* What you need to do: Recast the records from the line with "Data pipeline spec — extract bounding boxes for every sandy" to the line with "111, 220, 281, 254" as a two-column CSV with the headers instruction and boxes, giving one row per record. Put each record's text and its answer in one quoted field each, and turn any line breaks into spaces.
+ + +
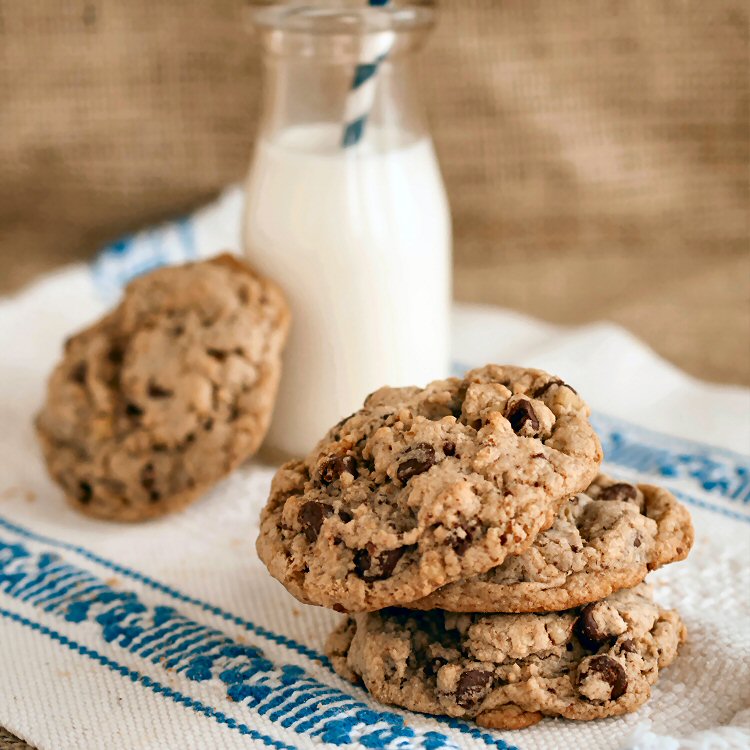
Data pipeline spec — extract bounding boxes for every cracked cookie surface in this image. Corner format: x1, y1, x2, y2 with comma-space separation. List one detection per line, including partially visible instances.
408, 474, 693, 612
257, 365, 601, 612
36, 255, 289, 521
326, 584, 686, 729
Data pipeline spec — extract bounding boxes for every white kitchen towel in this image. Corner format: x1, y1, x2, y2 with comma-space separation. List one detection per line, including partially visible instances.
0, 193, 750, 750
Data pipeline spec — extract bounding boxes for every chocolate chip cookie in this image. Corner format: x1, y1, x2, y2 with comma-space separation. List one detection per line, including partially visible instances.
257, 365, 601, 612
326, 584, 685, 729
409, 474, 693, 612
36, 255, 290, 521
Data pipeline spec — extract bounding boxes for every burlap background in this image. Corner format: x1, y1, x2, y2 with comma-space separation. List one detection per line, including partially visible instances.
0, 0, 750, 747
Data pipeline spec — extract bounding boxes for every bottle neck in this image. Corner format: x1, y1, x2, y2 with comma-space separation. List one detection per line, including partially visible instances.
258, 5, 431, 152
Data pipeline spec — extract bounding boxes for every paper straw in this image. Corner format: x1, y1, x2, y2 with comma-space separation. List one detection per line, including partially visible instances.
341, 0, 396, 148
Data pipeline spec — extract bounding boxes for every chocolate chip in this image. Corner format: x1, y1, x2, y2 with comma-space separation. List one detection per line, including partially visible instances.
141, 463, 156, 490
125, 403, 143, 417
456, 669, 492, 708
297, 500, 333, 544
574, 603, 609, 651
505, 398, 539, 437
354, 544, 406, 581
597, 482, 638, 502
70, 362, 88, 385
78, 481, 94, 505
581, 655, 628, 701
319, 456, 357, 484
206, 348, 229, 362
396, 443, 435, 484
422, 657, 446, 677
148, 380, 174, 398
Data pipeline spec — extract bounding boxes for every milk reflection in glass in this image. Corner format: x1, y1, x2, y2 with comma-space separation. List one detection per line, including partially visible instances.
245, 124, 451, 454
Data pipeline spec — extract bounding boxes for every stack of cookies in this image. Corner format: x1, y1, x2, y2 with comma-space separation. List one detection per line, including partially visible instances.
258, 365, 693, 729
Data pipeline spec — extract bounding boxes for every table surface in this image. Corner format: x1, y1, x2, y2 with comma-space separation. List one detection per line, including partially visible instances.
0, 253, 750, 750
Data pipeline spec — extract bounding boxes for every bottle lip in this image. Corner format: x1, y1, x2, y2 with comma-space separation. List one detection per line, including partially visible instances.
252, 0, 435, 36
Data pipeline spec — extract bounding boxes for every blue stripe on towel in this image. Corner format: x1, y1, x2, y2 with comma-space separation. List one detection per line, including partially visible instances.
0, 608, 297, 750
0, 539, 508, 750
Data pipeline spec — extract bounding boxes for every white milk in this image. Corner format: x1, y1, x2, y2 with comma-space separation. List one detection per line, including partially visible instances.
245, 125, 451, 455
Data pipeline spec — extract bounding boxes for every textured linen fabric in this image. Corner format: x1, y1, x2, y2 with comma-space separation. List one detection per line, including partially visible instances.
0, 220, 750, 750
0, 0, 750, 384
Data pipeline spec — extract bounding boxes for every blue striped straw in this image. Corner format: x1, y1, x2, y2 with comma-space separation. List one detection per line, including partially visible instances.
341, 0, 396, 148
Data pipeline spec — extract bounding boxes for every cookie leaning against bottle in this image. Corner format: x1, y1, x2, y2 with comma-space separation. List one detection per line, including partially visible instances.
257, 365, 601, 612
36, 255, 290, 521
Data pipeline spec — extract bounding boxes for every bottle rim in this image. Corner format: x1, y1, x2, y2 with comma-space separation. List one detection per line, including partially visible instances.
252, 0, 435, 36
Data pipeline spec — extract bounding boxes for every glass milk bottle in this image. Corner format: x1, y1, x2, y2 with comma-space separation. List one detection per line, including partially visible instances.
244, 1, 451, 455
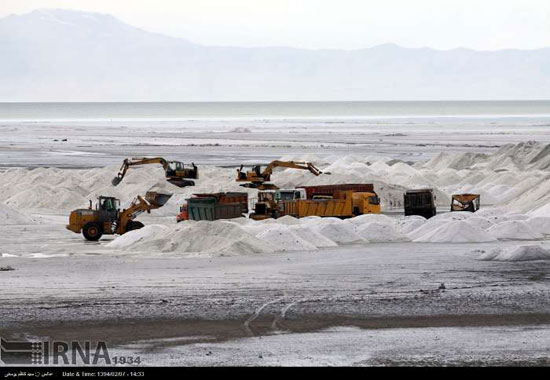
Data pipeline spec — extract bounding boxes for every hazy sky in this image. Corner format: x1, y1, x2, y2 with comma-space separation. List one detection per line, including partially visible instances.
0, 0, 550, 50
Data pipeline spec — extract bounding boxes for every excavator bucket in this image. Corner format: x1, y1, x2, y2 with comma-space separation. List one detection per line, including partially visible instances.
145, 191, 172, 207
111, 176, 122, 186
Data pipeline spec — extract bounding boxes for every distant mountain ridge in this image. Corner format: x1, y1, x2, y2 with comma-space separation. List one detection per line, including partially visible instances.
0, 9, 550, 101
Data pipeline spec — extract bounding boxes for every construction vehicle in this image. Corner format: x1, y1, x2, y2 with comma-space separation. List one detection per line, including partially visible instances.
451, 194, 480, 212
250, 184, 380, 220
236, 160, 328, 190
296, 183, 374, 199
66, 191, 172, 241
278, 190, 353, 218
403, 189, 437, 219
111, 157, 199, 187
352, 191, 380, 216
176, 192, 248, 223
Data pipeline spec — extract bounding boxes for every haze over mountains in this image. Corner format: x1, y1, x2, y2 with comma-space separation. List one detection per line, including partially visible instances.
0, 9, 550, 101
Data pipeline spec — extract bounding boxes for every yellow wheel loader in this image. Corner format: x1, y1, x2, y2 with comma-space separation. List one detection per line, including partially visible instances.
111, 157, 199, 187
235, 160, 329, 190
66, 191, 172, 241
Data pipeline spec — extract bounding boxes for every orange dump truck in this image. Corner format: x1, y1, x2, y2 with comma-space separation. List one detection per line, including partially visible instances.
279, 190, 353, 218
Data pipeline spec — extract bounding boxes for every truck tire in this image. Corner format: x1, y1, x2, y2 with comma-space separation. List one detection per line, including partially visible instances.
126, 220, 144, 232
82, 222, 103, 241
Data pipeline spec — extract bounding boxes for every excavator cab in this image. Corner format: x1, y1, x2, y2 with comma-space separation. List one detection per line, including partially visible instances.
236, 160, 323, 190
111, 157, 199, 187
451, 194, 480, 212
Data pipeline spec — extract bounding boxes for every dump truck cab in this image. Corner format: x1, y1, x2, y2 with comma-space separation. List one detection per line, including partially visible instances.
274, 189, 307, 202
451, 194, 480, 212
403, 189, 437, 219
352, 192, 380, 216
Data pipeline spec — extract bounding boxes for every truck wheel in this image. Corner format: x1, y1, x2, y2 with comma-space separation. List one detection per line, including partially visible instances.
126, 220, 144, 232
82, 222, 103, 241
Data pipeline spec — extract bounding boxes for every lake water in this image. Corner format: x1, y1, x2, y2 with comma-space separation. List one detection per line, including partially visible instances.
0, 100, 550, 121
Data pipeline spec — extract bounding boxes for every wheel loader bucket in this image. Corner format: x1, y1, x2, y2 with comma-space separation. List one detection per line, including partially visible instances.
145, 191, 172, 207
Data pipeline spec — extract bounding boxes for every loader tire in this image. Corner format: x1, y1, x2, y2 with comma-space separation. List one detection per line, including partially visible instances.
126, 220, 145, 232
82, 222, 103, 241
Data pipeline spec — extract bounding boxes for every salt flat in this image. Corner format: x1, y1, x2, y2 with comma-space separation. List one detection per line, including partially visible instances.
0, 120, 550, 365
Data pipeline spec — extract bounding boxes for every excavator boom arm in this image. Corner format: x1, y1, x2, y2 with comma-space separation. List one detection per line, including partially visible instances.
112, 157, 168, 186
262, 160, 323, 178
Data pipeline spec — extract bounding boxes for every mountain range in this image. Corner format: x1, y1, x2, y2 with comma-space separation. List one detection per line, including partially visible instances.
0, 9, 550, 102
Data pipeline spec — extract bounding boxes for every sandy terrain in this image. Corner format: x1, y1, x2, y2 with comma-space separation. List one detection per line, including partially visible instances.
0, 121, 550, 365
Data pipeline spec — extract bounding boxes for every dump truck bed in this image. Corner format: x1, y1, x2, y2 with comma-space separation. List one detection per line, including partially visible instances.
296, 183, 374, 199
193, 192, 248, 214
282, 191, 353, 218
187, 197, 242, 220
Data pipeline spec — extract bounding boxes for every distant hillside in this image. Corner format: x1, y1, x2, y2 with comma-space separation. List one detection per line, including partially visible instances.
0, 10, 550, 101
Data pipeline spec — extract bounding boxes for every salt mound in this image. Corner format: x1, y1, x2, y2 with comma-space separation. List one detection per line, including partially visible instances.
356, 222, 410, 243
414, 220, 496, 243
396, 215, 426, 235
478, 245, 550, 261
105, 224, 169, 249
487, 220, 543, 240
290, 225, 338, 248
465, 216, 494, 230
0, 203, 35, 226
525, 216, 550, 235
311, 222, 367, 244
256, 224, 317, 251
348, 214, 396, 225
111, 220, 281, 254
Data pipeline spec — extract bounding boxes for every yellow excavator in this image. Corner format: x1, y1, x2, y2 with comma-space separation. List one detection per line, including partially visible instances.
111, 157, 199, 187
236, 160, 329, 190
66, 191, 172, 241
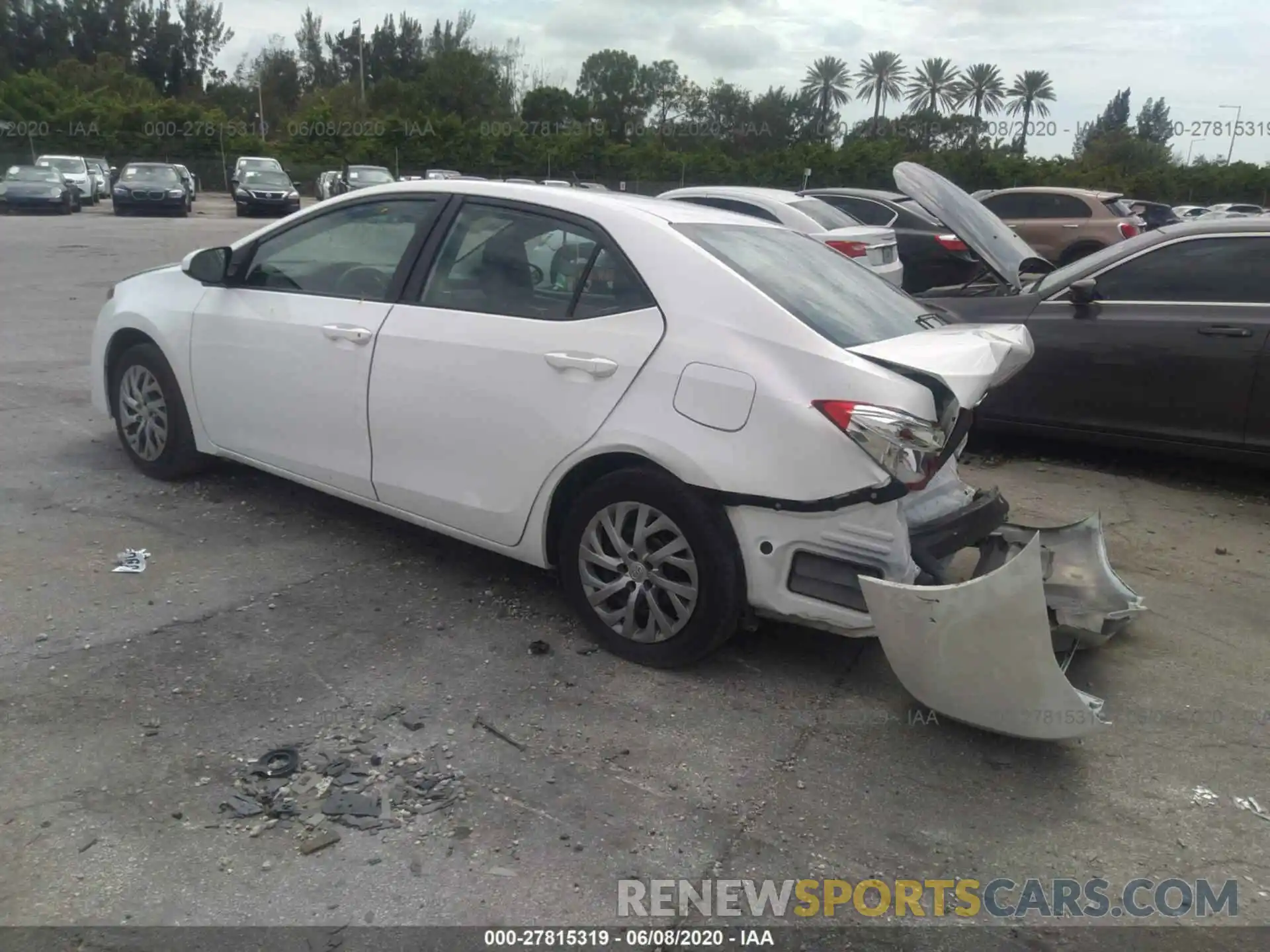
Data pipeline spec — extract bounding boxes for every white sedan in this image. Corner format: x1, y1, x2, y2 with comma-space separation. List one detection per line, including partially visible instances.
91, 180, 1132, 738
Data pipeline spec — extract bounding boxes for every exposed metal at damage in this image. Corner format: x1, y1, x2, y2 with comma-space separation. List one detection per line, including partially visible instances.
860, 527, 1117, 740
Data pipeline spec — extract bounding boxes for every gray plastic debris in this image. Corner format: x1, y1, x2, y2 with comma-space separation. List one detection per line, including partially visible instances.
1191, 787, 1218, 806
321, 789, 380, 817
110, 548, 150, 573
221, 793, 264, 818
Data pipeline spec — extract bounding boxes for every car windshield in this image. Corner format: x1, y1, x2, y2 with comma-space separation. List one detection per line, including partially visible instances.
40, 159, 87, 174
673, 223, 944, 346
119, 165, 181, 185
348, 165, 395, 185
790, 198, 860, 231
4, 165, 62, 185
243, 171, 291, 189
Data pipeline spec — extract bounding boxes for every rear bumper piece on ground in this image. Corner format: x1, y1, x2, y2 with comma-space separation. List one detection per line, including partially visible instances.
860, 516, 1146, 740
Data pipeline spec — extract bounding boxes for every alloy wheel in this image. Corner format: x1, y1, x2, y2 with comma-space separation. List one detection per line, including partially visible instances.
578, 502, 698, 643
119, 364, 167, 462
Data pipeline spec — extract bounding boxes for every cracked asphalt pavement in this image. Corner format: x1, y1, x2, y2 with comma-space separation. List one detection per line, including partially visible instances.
0, 196, 1270, 926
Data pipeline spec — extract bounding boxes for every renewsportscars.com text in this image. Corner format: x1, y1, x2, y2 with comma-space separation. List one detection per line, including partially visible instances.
617, 877, 1240, 919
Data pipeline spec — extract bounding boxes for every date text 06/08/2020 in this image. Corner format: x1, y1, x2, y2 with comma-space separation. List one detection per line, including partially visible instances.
485, 928, 776, 949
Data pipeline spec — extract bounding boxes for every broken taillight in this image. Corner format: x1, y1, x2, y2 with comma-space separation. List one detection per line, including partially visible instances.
824, 241, 868, 258
812, 400, 947, 490
935, 235, 969, 251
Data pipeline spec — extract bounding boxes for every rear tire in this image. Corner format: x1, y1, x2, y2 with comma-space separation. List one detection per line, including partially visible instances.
556, 467, 745, 668
109, 344, 211, 481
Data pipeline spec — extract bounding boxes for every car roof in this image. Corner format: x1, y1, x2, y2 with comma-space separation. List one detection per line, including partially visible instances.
983, 185, 1124, 202
661, 185, 797, 204
799, 186, 913, 202
289, 179, 781, 229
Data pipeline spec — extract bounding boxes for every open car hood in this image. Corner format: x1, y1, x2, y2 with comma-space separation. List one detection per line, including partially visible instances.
894, 163, 1054, 292
849, 324, 1034, 407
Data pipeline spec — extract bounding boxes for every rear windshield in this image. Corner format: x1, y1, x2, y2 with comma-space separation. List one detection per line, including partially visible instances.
790, 198, 860, 231
348, 165, 396, 185
672, 223, 941, 346
5, 165, 62, 185
37, 159, 87, 173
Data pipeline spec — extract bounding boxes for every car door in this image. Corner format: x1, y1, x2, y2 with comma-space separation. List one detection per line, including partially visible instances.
1001, 235, 1270, 446
370, 198, 664, 546
190, 197, 441, 499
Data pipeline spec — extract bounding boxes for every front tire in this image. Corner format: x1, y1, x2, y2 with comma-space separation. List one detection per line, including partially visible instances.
558, 467, 745, 668
109, 344, 210, 480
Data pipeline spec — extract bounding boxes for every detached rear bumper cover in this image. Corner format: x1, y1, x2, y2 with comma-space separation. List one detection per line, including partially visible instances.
860, 516, 1146, 740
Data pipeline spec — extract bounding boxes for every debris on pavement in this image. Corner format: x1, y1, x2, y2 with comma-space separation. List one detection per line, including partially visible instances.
402, 707, 424, 731
110, 548, 150, 573
472, 715, 526, 752
300, 830, 341, 855
1234, 797, 1270, 820
1191, 787, 1218, 806
208, 708, 468, 838
251, 748, 300, 777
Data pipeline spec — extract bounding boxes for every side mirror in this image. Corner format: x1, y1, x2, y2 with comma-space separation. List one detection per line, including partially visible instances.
181, 247, 232, 284
1067, 278, 1099, 307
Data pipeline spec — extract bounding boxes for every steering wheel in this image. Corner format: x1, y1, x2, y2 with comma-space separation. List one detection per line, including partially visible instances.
335, 264, 389, 297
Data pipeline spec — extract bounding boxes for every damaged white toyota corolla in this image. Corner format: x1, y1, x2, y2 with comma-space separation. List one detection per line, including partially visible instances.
91, 167, 1142, 738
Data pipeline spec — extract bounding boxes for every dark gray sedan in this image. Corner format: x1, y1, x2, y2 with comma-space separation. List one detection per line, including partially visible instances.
896, 163, 1270, 458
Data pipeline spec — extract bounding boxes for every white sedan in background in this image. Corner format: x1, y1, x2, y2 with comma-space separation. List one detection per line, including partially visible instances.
658, 185, 904, 287
91, 180, 1132, 738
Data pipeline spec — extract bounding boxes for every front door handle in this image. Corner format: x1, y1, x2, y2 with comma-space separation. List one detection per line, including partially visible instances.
1199, 324, 1252, 338
544, 353, 617, 377
321, 324, 374, 344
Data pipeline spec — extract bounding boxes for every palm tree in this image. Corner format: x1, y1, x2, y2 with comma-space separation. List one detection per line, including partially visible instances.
856, 50, 904, 136
904, 56, 961, 113
802, 56, 851, 138
956, 62, 1006, 126
1006, 70, 1058, 155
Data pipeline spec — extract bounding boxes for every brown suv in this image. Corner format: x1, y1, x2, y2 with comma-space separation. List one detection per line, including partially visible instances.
979, 188, 1143, 265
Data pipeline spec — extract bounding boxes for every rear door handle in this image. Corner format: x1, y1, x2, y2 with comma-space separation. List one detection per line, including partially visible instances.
1199, 324, 1252, 338
321, 324, 374, 344
544, 353, 617, 377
+ + +
* Reply to the exercise:
instruction,boxes
"Data pipeline spec — extract bounding boxes for every sandy terrain in this image. Corner format: x1, y1, x2, y2 with comma-space separation. List one detection per line, including partially visible instances.","0, 121, 550, 365"
"Data pipeline spec — extract bounding boxes for every dump truck bed in this image. Corner format: x1, y1, x2, y2 with comma-space separation. List one detection per line, including partially visible instances.","296, 183, 374, 199 193, 192, 248, 214 282, 191, 353, 218 187, 197, 242, 220"
"Data pipeline spec — extract bounding boxes for every distant hillside in this image. Corner format: x1, y1, x2, y2 with comma-space separation. List one detection per line, including partially visible instances.","0, 10, 550, 101"
"Data pipeline spec — extract bounding boxes for every salt mound in this image. Corner format: x1, y1, x2, y2 with comma-space separation. List one detection per line, including partially visible instances.","356, 222, 410, 243 414, 220, 496, 243 396, 215, 426, 235 478, 245, 550, 261 105, 224, 169, 249 487, 220, 543, 240 290, 225, 338, 248 465, 216, 494, 230 0, 203, 35, 226 525, 216, 550, 235 311, 222, 367, 244 256, 224, 317, 251 348, 214, 396, 225 111, 220, 281, 254"